== Data for this task

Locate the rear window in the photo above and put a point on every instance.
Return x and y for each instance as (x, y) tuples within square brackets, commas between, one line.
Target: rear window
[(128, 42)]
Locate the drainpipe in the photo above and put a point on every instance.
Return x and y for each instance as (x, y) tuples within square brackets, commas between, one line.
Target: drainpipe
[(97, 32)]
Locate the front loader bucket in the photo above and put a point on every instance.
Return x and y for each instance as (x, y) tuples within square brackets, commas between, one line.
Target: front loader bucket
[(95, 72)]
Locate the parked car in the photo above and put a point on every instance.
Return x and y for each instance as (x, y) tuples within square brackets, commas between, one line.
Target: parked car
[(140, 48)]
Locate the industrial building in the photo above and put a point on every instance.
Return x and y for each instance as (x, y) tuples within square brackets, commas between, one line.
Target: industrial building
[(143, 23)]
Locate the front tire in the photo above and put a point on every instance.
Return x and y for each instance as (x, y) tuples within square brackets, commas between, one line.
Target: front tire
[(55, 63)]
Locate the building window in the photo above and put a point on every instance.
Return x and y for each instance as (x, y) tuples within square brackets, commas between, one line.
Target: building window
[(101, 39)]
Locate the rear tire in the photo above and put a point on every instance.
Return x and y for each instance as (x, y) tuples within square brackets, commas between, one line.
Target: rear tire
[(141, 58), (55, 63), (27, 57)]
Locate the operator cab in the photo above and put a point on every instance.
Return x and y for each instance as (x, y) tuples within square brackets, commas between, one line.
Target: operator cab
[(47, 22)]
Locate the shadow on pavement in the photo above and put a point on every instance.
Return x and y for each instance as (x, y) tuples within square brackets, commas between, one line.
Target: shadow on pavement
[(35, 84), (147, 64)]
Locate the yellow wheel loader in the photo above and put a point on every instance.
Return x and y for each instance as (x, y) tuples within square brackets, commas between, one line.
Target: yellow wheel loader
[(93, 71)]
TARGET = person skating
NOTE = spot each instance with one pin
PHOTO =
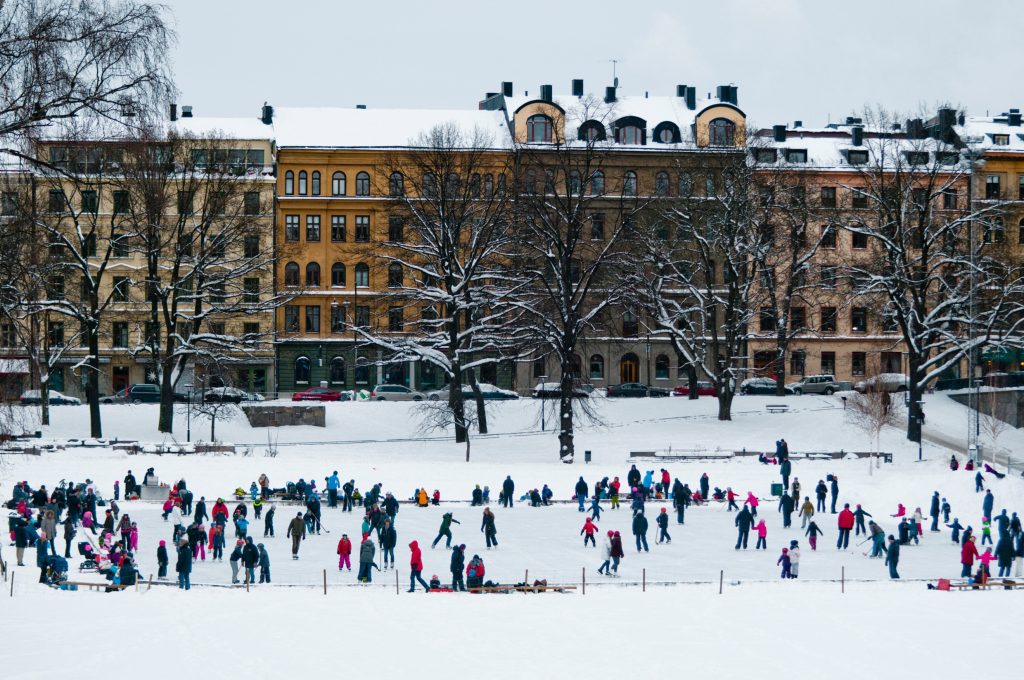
(743, 521)
(487, 526)
(297, 532)
(416, 567)
(588, 530)
(640, 530)
(445, 530)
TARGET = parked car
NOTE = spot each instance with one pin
(488, 391)
(884, 382)
(320, 394)
(34, 397)
(552, 390)
(761, 386)
(635, 389)
(395, 393)
(823, 384)
(704, 389)
(232, 394)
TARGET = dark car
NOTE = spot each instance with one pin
(320, 394)
(635, 389)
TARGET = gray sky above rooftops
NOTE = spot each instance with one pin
(792, 59)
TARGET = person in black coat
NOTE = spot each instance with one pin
(743, 521)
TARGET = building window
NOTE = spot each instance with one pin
(722, 132)
(858, 320)
(828, 317)
(312, 227)
(363, 183)
(858, 362)
(337, 274)
(539, 129)
(361, 275)
(291, 274)
(992, 186)
(630, 183)
(292, 228)
(302, 371)
(662, 368)
(828, 363)
(363, 228)
(312, 319)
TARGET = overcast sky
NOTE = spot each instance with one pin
(806, 59)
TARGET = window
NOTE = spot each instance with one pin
(539, 129)
(630, 183)
(292, 228)
(395, 228)
(363, 183)
(662, 183)
(312, 319)
(828, 363)
(361, 275)
(363, 228)
(338, 274)
(394, 320)
(250, 203)
(395, 184)
(858, 363)
(338, 183)
(292, 319)
(796, 156)
(858, 320)
(120, 335)
(302, 371)
(992, 186)
(312, 227)
(722, 132)
(828, 317)
(291, 274)
(312, 274)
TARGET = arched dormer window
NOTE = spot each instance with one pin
(539, 129)
(592, 131)
(722, 132)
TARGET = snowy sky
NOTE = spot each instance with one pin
(805, 59)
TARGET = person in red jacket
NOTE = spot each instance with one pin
(968, 554)
(846, 521)
(416, 567)
(344, 550)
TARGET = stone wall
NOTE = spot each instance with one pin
(283, 416)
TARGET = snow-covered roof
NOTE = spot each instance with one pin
(378, 128)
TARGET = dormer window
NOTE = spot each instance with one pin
(539, 129)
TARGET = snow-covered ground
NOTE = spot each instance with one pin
(759, 626)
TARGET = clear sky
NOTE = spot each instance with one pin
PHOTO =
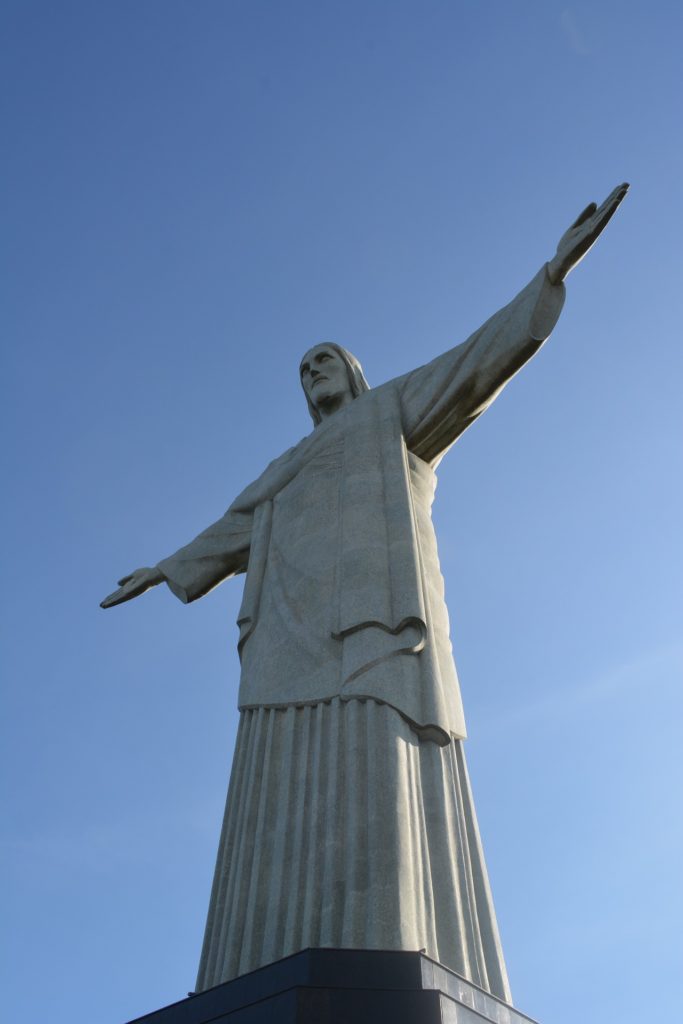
(196, 193)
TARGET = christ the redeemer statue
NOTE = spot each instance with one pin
(349, 818)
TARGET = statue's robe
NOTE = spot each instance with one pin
(349, 819)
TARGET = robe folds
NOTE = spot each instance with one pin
(343, 620)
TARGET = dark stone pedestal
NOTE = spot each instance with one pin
(343, 986)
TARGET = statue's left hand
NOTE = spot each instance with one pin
(584, 232)
(133, 585)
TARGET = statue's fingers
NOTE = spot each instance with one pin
(588, 212)
(613, 200)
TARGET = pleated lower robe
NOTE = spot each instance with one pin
(344, 829)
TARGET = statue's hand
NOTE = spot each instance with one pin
(584, 232)
(132, 586)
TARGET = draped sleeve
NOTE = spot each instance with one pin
(440, 399)
(219, 552)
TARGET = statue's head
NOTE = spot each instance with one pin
(331, 377)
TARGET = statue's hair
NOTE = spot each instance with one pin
(356, 378)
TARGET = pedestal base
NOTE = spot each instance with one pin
(343, 986)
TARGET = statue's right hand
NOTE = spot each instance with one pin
(132, 586)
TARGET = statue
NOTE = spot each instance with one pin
(349, 819)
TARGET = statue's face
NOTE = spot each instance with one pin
(325, 377)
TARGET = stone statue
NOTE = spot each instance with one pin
(349, 818)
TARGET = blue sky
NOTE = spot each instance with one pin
(196, 194)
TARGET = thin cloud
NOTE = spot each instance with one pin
(659, 668)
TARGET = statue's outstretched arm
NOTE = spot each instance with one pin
(440, 399)
(584, 233)
(133, 585)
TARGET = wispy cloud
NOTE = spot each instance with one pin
(656, 669)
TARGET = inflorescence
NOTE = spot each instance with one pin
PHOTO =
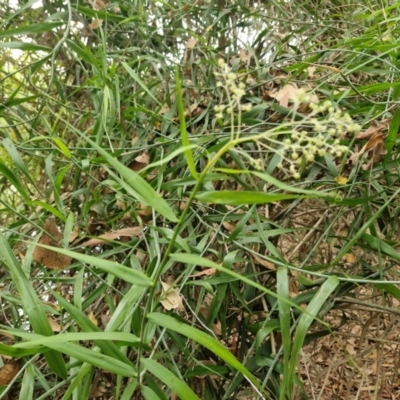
(305, 139)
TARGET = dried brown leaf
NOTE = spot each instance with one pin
(55, 326)
(8, 372)
(170, 298)
(134, 231)
(49, 258)
(98, 4)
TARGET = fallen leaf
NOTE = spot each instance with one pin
(8, 372)
(134, 231)
(264, 263)
(170, 298)
(311, 71)
(206, 272)
(55, 326)
(96, 23)
(341, 180)
(285, 93)
(49, 258)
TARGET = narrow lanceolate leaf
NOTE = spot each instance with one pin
(169, 379)
(31, 305)
(205, 340)
(24, 46)
(236, 198)
(147, 194)
(282, 279)
(127, 274)
(17, 160)
(182, 123)
(307, 318)
(30, 29)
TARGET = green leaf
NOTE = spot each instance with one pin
(30, 29)
(142, 84)
(182, 123)
(205, 340)
(141, 188)
(169, 379)
(120, 271)
(24, 46)
(31, 305)
(236, 198)
(16, 158)
(306, 319)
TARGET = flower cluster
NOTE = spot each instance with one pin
(306, 139)
(322, 136)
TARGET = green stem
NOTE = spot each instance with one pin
(177, 231)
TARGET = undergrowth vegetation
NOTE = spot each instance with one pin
(199, 199)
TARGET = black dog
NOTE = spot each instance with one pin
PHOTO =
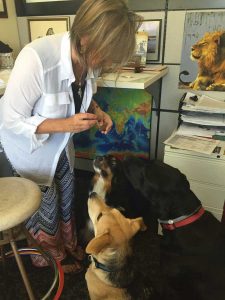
(193, 243)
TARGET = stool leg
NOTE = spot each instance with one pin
(21, 267)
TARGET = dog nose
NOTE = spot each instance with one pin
(99, 158)
(93, 195)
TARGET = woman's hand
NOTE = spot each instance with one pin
(82, 121)
(76, 123)
(104, 120)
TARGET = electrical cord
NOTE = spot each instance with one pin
(58, 271)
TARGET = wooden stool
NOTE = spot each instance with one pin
(19, 199)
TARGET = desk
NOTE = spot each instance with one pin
(125, 99)
(206, 174)
(131, 80)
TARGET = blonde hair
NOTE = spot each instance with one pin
(110, 29)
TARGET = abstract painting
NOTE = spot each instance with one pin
(130, 110)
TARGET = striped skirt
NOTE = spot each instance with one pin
(53, 225)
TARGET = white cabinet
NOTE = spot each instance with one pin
(206, 174)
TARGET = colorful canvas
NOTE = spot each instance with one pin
(130, 110)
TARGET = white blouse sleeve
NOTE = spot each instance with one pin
(23, 90)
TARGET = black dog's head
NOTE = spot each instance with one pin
(111, 183)
(144, 187)
(165, 187)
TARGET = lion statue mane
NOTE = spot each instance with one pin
(209, 52)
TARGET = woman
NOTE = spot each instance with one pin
(48, 99)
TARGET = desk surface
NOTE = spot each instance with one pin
(126, 79)
(131, 80)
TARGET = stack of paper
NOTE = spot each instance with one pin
(196, 144)
(202, 127)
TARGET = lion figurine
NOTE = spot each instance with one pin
(209, 52)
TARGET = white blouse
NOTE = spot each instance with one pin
(39, 88)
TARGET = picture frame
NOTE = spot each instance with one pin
(3, 9)
(39, 27)
(46, 8)
(153, 27)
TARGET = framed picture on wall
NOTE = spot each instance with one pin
(3, 9)
(39, 27)
(153, 28)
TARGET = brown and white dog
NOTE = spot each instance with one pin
(193, 241)
(111, 273)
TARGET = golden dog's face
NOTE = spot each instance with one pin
(111, 228)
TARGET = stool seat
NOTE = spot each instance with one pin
(19, 199)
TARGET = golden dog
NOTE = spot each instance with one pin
(109, 275)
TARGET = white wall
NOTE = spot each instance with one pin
(8, 28)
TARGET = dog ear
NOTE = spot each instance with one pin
(137, 224)
(98, 243)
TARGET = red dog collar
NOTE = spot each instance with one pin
(182, 221)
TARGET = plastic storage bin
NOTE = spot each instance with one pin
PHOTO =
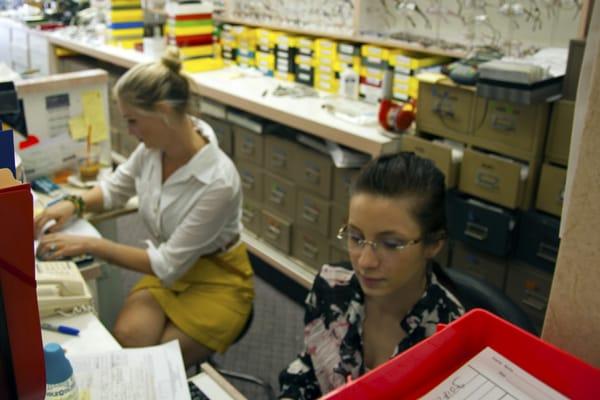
(418, 370)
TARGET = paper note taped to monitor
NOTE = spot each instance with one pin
(490, 376)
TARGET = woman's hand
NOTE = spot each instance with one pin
(55, 246)
(60, 212)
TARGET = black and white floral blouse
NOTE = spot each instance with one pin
(333, 331)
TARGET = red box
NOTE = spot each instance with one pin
(424, 366)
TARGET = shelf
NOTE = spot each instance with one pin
(293, 269)
(378, 41)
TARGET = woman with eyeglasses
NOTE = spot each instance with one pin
(391, 297)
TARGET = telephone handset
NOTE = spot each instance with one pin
(60, 287)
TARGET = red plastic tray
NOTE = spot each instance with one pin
(419, 369)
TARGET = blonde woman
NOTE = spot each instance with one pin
(198, 286)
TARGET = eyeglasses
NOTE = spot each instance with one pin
(354, 242)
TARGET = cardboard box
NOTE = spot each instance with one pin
(439, 153)
(559, 132)
(551, 190)
(444, 109)
(479, 264)
(492, 178)
(529, 287)
(509, 124)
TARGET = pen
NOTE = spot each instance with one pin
(67, 330)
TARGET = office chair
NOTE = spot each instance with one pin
(476, 293)
(266, 386)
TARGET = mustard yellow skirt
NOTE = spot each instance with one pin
(212, 301)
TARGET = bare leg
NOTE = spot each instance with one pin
(191, 350)
(141, 321)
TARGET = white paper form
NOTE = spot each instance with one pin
(491, 376)
(150, 373)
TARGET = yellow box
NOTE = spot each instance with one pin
(376, 52)
(408, 60)
(551, 190)
(202, 64)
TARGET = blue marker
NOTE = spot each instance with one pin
(67, 330)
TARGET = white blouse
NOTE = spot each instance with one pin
(196, 211)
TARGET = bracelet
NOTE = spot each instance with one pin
(77, 202)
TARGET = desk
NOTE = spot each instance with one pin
(95, 338)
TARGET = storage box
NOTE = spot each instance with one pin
(509, 125)
(312, 212)
(248, 146)
(538, 240)
(493, 178)
(251, 178)
(559, 132)
(280, 195)
(439, 153)
(310, 247)
(419, 369)
(481, 225)
(444, 109)
(276, 231)
(491, 269)
(551, 190)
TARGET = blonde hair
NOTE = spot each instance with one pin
(162, 82)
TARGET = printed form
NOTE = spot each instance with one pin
(149, 373)
(491, 376)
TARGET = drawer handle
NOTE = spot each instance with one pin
(486, 180)
(476, 231)
(248, 215)
(534, 303)
(504, 124)
(273, 232)
(310, 251)
(278, 160)
(547, 252)
(311, 175)
(310, 214)
(248, 148)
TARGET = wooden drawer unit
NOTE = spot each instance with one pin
(529, 287)
(438, 152)
(252, 216)
(312, 212)
(276, 231)
(313, 171)
(279, 156)
(339, 216)
(248, 146)
(224, 133)
(492, 178)
(551, 191)
(310, 247)
(252, 179)
(444, 110)
(559, 132)
(506, 126)
(279, 195)
(479, 264)
(342, 180)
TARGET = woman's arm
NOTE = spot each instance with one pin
(58, 245)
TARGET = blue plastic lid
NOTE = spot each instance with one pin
(58, 368)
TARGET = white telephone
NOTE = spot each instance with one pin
(60, 287)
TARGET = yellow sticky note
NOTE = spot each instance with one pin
(93, 112)
(78, 127)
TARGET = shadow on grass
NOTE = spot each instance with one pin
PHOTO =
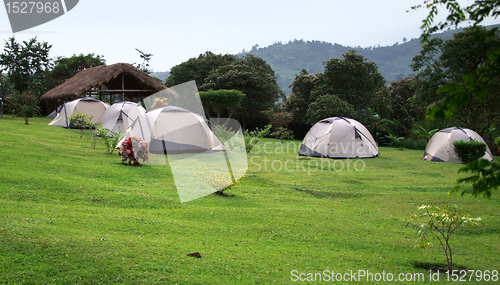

====

# What is asked
Format the listing above as a numbered list, starting at its first line and ending with the line containing "[(101, 39)]", that line included. Leave out any blank lines.

# Response
1. Locate the rear window in the photo above and put a point on every instance.
2. Return x and y for each instance as (x, y) tuples within square brackets, commas between, one line.
3. Target: rear window
4. [(128, 42)]
5. Locate the drainpipe in the photo above and put a point on every instance.
6. Return x and y for each instance as (x, y) tuples within square brackets, commas between, one line.
7. Target: drainpipe
8. [(97, 32)]
9. Locate the front loader bucket in the photo above and put a point on every instance.
10. Return x and y for each instance as (x, y) tuples within square brackets, commas between, one line.
11. Target: front loader bucket
12. [(95, 72)]
13. Locate the parked car in the photo above and put a point on every instance.
14. Return x and y for each instance as (x, y) tuples within square brackets, commas between, one line.
15. Target: parked car
16. [(140, 48)]
17. Locate the industrial building in the photo above and put a point on every instance.
18. Return x and y for each instance as (x, y) tuples within square brackets, commas between, one line.
19. Target: industrial building
20. [(143, 23)]
21. Locate the front tire in the photo above and put a point on every instance.
22. Return x and y for each instance as (x, y) tuples within square brackets, commas between, one line.
23. Target: front tire
24. [(55, 63)]
25. Locate the building window in the photo above and put a point on every instance.
26. Return x and y for each instance as (x, y) tuples within square brackets, commas between, one line.
27. Target: building window
28. [(101, 39)]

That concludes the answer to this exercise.